QUOTED TEXT
August/September 1996, Page 6
Affairs of State
No surprises: Netanyahu Does not Soften his Rhetoric
in First U.S. Visit
by Eugene Bird
The only surprise in the five-day visit of Binyamin Netanyahu to
Washington and New York was that he chose to focus largely on persuading
the already committed pro-Israel choir and broke no new ground.
It was Likud positions all the way, even before one audience of
largely Arab correspondents sponsored by Middle East Insight
magazine. No surprises. And therein lies the problem.
He had an opportunity, according to the always imaginative pro-Israeli
press published in both the United States and Israel, to set off
a whole new Likud kind of peace process by proposing that Israel
unilaterally move out of Lebanon, as suggested by his own generals
who want to leave that killing ground. That would have posed an
awkward dilemma for President Hafez Al-Assad of Syria, who used
the Israeli occupation of Lebanon's south to justify Syria's occupation
of much larger portion of Lebanon. Netanyahu did not do that, and
in fact told the Lebanese ambassador to the U.S., who appeared at
one event and asked a question, that the first priority was"action"
to shut down Hezbollah. No opening there.
Netanyahu also made clear that he has not promised to meet with
President Yasser Arafat, and that negotiations with the Palestinians
awaited some further "proof of compliance." President
Bill Clinton could not even get Netanyahu to promise to end the
closure of Palestinian areas which has devastated the Palestinian
economy and cut off the favorite American tract of economic prosperity
through investment in the Palestinian enclaves. No flexibility there.
Netanyahu seemed to be energizing the hardest-line supporters of
Israel, both on Capitol Hill and among American Jews, while giving
nothing to the Americans or the Arabs. Still, the Clinton administration
feels it got through the difficult visit without completely losing
its pet peace process. It may or may not turn out to be right.
The White House and the State Department argued that nothing had
changed: land for peace, the final status negotiations with the
Palestinians, and resumption of peace talks with Syrians all were
reaffirmed by President Clinton, denied by Netanyahu, and matters
left there.
Netanyahu's Three No's
Optimists could cite only the possibility that the new prime minister's
statements were negotiating positions by Israel. Speaking of the
Palestinians, he said: "They have their positions and we have
ours. We shall negotiate." But what, asked many correspondents
at the State Department, is left to negotiate when Israel's new
leader firmly sticks to his three no's: No sharing of Jerusalem,
no return of the Golan Heights, and no Palestinian state.

DATASET EXTRACT
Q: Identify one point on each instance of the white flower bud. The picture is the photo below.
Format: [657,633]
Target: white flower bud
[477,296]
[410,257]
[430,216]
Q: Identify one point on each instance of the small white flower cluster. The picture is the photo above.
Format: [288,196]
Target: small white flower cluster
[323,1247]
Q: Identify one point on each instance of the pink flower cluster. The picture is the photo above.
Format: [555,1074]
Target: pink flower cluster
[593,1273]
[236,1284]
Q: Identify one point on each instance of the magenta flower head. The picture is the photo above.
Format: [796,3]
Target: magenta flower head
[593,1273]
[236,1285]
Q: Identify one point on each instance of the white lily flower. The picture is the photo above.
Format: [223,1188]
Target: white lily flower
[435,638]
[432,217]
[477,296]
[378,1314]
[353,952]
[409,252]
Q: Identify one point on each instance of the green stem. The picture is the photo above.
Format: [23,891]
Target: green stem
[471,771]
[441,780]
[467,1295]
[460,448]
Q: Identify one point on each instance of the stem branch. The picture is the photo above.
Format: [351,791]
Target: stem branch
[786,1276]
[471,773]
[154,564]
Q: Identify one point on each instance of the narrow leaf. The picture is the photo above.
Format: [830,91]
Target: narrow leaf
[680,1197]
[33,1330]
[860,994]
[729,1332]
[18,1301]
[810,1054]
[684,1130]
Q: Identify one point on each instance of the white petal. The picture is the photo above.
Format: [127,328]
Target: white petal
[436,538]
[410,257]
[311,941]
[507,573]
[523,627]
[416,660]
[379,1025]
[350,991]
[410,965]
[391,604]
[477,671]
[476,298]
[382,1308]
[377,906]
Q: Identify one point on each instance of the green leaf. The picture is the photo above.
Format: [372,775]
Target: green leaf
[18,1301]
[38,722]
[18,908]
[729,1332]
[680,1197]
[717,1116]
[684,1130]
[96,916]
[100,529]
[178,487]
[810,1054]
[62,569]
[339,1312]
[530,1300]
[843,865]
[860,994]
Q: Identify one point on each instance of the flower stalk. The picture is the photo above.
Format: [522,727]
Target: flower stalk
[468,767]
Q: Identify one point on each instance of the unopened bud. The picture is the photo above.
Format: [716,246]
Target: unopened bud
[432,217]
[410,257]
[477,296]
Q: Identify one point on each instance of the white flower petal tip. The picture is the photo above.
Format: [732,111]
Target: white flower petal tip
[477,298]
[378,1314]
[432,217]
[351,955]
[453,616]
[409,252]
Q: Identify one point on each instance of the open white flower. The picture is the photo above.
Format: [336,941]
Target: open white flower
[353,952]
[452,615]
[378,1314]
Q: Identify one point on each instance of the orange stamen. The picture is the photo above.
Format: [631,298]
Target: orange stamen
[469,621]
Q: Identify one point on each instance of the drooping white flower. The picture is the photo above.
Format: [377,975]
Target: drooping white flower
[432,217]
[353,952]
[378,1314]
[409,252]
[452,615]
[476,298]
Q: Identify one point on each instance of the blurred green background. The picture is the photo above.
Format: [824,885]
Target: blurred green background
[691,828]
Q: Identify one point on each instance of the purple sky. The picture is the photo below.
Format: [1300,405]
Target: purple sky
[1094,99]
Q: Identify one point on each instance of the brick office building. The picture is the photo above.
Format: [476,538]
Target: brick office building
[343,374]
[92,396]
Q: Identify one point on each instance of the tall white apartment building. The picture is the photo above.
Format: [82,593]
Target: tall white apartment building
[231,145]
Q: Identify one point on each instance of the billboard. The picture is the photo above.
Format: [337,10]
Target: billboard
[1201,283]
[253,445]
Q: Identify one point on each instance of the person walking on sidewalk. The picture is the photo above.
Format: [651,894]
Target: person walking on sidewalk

SET PROBLEM 1
Copy the passage of the article on Netanyahu's U.S. visit from "Netanyahu's Three No's" to "no Palestinian state." word for word.
SET PROBLEM 2
Quote the rows from the line containing "Q: Identify one point on each instance of the billboard." through the last line of the rows, including both ends.

FINAL RESULT 1
Netanyahu's Three No's
Optimists could cite only the possibility that the new prime minister's
statements were negotiating positions by Israel. Speaking of the
Palestinians, he said: "They have their positions and we have
ours. We shall negotiate." But what, asked many correspondents
at the State Department, is left to negotiate when Israel's new
leader firmly sticks to his three no's: No sharing of Jerusalem,
no return of the Golan Heights, and no Palestinian state.

FINAL RESULT 2
Q: Identify one point on each instance of the billboard. The picture is the photo above.
Format: [337,10]
Target: billboard
[1201,283]
[253,445]
Q: Identify one point on each instance of the person walking on sidewalk. The picture is the photo above.
Format: [651,894]
Target: person walking on sidewalk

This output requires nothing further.